Items from a dataset

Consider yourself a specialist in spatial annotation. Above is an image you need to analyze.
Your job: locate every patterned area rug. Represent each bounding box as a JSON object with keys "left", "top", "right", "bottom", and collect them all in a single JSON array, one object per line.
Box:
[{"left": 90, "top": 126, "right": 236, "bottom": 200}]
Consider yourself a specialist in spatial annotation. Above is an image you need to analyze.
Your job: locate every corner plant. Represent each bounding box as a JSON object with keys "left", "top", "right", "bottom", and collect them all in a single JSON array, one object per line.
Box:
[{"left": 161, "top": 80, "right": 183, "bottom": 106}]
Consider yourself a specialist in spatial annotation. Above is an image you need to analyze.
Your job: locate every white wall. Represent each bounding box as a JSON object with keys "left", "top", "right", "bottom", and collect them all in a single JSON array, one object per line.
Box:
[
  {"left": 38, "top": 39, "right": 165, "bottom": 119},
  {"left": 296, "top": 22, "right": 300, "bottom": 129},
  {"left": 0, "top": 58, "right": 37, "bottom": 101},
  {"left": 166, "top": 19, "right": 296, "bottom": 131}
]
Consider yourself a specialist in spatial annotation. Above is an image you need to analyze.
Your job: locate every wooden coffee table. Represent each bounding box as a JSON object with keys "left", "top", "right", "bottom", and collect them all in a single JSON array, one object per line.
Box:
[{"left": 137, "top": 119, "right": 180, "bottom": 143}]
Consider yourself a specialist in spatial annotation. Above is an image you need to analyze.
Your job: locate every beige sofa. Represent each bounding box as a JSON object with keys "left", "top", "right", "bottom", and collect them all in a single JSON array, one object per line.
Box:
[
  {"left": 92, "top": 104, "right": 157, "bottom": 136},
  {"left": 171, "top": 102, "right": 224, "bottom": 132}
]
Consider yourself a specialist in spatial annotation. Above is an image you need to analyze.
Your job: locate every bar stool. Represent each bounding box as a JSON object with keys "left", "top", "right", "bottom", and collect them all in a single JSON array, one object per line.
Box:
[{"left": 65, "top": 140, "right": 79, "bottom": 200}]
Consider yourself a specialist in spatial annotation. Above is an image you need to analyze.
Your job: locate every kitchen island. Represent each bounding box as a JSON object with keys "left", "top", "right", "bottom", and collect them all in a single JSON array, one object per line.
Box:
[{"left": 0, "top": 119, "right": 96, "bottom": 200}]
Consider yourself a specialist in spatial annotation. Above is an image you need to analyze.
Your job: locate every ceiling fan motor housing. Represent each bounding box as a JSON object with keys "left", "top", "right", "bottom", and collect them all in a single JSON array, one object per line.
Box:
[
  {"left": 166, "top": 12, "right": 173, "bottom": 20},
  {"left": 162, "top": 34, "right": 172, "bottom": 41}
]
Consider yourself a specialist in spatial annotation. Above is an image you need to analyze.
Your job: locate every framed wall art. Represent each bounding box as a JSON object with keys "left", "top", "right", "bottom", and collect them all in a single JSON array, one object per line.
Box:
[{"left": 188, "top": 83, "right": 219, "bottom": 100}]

__REQUIREMENT__. Pick out and copy every line above that contains the word "each". Upper and lower case must match.

__CORRECT OUTPUT__.
Your job: locate every patterned area rug. Represent each bounding box as a JSON object with keys "left", "top", "right", "bottom", and collect them all in a single JSON array, one object per line.
Your job: locate every corner plant. Represent each bounding box as a JSON object with keys "left", "top", "right", "bottom", and collect them all in a single JSON array, one object per line.
Your job: locate every white wall. Represent each bounding box as a JSON object with keys "left", "top", "right", "bottom", and collect them all in a single JSON array, one object per line.
Your job: locate every wooden coffee table. Represent each bounding box as a JSON object with keys "left", "top", "right", "bottom", and collect them all in a single JSON array, one object per line.
Your job: locate every beige sofa. Represent each bounding box as a JSON object with keys "left", "top", "right", "bottom", and collect them all in a single JSON array, one object per line.
Your job: locate every bar stool. Represent each bounding box as a JSON object with keys "left", "top", "right", "bottom", and collect them all in a single JSON array, one object per line.
Your job: locate every kitchen island. Represent each bounding box as a JSON object with keys "left", "top", "right", "bottom", and collect them all in a single JSON array, one object per line.
Your job: locate every ceiling fan motor housing. Represent each bounding box as a JSON object with keys "left", "top", "right", "bottom", and collect them all in a single JSON array, one object per line.
Your job: locate every framed wall art. Represent each bounding box as a JSON object with keys "left", "top", "right", "bottom", and collect them all in a single JSON array, one object per line.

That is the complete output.